説明

マイクロ流路デバイス及び分析装置

【課題】 マイクロ流路を流れる流体と光とが相互作用可能な距離を長くすることができるマイクロ流路デバイス及び分析装置を提供する。
【解決手段】 分析装置10は、光導波路6と、光導波路8と、光導波路6の所定部分6cと光導波路8の所定部分8cとの間に配置され流体試料aが流れるマイクロ流路4とを有する基板2と、光導波路6の一端6aに光学的に結合された光源14と、光導波路6の他端6bに光学的に結合された光検出器16と、光導波路8の一端8bに光学的に結合された光検出器18とを備える。光導波路6の所定部分6c及び光導波路8の所定部分8cは、方向性結合器を形成している。

【発明の詳細な説明】
【技術分野】
【0001】
本発明は、マイクロ流路デバイス及び分析装置に関する。
【背景技術】
【0002】
特許文献1に記載されているように、マイクロ流路を流れる試料溶液に、マイクロ流路の上方から光を照射することによって当該試料溶液の吸光度を測定することができるマイクロ化学分析装置が知られている。具体的には、このマイクロ化学分析装置では、吸光光度法を用いて試料溶液中のリン酸イオン濃度の測定を行うことができる。測定は、レーザダイオードを用いて波長790nmの光を試料溶液に照射した時のPINフォトダイオードのフォトダイオード電流値を計測することにより行われる。
---+---
記事の背景技術で紹介されているマイクロ化学分析装置では、レーザダイオードで試料溶液に照射する光の波長は何nmか。
---+---
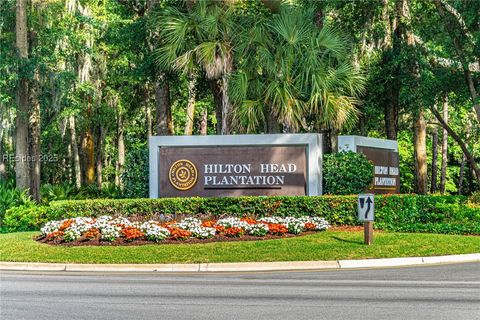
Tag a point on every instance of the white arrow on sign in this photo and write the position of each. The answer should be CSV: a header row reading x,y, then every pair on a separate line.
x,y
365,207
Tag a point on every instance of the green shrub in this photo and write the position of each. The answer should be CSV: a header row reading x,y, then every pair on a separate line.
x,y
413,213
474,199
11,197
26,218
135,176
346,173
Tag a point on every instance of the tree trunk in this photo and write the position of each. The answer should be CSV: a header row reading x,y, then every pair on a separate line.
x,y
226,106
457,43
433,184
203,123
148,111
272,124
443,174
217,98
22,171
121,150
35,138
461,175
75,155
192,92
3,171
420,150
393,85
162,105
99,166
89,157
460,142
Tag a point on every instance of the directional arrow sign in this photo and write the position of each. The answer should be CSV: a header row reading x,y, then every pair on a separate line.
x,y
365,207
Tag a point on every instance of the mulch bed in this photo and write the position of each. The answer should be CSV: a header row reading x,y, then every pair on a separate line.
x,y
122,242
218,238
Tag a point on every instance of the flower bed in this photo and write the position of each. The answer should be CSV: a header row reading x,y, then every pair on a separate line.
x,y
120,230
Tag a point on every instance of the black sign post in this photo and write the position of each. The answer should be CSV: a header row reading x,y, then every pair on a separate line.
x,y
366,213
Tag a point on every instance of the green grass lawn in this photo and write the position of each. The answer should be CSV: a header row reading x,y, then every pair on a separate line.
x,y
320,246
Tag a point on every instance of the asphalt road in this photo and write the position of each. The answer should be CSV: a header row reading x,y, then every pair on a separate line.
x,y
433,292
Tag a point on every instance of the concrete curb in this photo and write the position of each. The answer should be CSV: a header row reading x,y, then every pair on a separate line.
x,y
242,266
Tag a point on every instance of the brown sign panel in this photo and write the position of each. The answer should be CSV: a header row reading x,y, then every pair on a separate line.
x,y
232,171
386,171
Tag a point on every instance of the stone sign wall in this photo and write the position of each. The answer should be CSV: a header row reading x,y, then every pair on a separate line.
---+---
演習の解答 »
790nm